| Dataset records |
START

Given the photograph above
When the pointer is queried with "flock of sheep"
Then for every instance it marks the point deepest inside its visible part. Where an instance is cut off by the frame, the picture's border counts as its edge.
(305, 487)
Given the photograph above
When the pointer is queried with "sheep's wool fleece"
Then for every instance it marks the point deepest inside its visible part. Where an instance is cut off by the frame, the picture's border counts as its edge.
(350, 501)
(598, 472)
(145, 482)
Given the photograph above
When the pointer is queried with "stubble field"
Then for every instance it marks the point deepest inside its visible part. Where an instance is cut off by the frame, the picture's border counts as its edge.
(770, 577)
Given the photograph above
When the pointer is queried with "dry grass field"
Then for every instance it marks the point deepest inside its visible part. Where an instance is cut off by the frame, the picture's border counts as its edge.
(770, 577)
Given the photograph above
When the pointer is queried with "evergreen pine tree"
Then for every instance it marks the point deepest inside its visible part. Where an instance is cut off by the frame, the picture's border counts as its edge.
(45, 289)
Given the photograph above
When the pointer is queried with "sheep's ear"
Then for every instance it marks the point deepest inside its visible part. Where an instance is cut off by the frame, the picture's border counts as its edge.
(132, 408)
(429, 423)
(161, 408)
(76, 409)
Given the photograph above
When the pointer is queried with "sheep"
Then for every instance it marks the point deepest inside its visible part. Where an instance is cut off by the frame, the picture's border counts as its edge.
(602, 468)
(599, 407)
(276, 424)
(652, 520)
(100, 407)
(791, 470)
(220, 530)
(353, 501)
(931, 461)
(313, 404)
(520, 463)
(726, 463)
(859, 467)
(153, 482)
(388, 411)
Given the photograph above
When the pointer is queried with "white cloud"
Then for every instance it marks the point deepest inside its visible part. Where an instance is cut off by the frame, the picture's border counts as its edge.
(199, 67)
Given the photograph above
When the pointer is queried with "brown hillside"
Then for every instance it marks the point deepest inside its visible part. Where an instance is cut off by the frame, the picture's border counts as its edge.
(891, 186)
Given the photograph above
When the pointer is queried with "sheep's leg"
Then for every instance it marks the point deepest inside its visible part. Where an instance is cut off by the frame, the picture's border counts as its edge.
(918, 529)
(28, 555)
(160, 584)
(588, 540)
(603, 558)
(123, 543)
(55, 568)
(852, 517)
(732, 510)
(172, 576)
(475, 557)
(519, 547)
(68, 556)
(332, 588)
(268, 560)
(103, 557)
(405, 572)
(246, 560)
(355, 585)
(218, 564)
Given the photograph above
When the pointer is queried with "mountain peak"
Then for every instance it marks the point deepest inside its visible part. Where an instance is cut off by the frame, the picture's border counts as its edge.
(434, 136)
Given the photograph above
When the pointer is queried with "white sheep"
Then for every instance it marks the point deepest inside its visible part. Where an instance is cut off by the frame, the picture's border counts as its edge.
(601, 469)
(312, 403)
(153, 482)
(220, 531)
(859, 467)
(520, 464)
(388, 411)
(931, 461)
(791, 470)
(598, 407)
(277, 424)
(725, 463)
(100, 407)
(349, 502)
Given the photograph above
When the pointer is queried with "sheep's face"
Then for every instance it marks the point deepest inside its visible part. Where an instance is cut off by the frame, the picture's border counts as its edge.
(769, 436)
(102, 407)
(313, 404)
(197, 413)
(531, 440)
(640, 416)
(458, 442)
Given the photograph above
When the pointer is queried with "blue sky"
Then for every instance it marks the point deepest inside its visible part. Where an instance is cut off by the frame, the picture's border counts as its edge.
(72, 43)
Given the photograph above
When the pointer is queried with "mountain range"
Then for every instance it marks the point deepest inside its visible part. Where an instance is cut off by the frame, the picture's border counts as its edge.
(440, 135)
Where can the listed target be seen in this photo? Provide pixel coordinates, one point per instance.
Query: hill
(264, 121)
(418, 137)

END
START

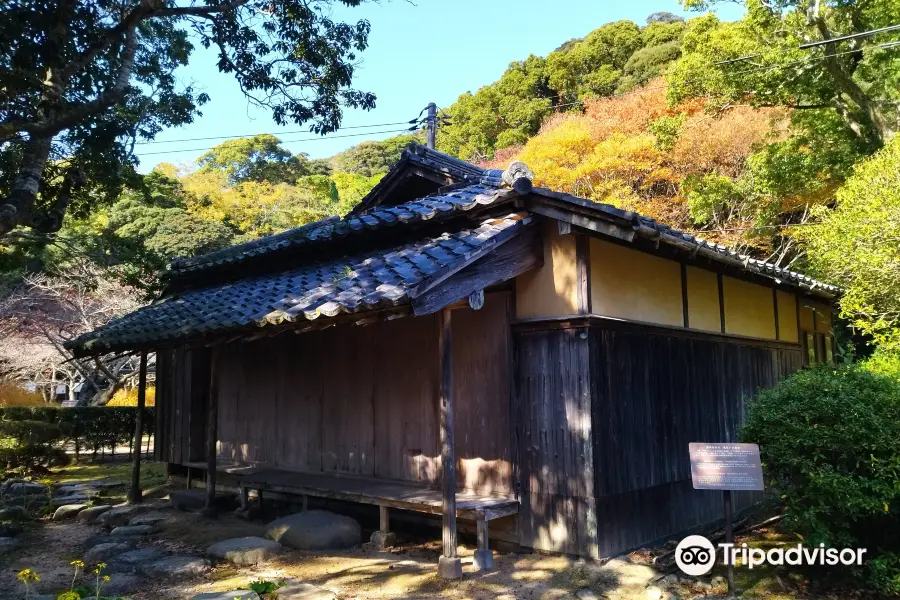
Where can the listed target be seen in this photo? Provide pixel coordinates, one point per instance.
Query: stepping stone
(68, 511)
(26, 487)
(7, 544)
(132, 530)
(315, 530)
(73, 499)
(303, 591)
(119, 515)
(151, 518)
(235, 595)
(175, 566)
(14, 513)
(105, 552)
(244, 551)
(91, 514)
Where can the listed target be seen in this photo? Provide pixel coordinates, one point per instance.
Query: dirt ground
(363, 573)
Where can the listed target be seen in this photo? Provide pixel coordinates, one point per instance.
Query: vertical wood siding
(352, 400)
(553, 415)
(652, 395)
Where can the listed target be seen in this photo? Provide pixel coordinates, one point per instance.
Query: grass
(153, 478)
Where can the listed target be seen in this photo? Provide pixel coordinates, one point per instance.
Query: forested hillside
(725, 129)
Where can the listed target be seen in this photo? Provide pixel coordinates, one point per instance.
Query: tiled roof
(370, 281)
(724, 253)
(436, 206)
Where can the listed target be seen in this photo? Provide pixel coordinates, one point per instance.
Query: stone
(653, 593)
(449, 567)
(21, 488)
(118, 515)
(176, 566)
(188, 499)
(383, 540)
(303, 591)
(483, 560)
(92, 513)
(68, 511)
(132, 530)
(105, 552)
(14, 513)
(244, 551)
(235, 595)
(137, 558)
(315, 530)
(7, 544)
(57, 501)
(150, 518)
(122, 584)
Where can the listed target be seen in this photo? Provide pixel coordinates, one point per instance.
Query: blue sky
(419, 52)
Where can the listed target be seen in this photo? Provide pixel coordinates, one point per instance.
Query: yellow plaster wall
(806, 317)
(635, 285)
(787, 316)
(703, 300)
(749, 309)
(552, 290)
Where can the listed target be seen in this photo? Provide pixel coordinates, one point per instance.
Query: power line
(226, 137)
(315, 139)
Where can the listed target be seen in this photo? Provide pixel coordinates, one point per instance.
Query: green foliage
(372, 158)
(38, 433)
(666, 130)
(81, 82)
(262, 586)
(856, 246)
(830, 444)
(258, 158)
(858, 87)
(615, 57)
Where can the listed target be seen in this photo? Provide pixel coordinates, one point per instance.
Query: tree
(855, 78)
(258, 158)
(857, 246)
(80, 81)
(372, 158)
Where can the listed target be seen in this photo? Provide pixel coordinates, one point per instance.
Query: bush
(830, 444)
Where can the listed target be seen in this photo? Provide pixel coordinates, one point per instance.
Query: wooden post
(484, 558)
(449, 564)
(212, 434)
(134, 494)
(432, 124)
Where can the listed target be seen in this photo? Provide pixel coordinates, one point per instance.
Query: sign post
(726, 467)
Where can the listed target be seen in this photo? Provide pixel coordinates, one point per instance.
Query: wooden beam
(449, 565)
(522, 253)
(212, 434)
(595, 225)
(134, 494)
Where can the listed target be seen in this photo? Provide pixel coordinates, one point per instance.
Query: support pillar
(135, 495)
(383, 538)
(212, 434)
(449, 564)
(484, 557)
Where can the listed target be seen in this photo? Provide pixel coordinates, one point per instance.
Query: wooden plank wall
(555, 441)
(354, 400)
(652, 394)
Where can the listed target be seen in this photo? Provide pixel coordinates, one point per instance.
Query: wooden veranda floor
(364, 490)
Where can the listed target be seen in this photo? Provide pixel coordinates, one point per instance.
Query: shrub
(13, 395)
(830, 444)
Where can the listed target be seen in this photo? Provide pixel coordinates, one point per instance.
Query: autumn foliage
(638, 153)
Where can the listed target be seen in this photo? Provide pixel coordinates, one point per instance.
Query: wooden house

END

| Task statement |
Report every line of the items above that contains the string "tree", treating uppercase and lowercase as distinct.

| Finished task |
When the pointer is queried with "evergreen pine tree"
Query: tree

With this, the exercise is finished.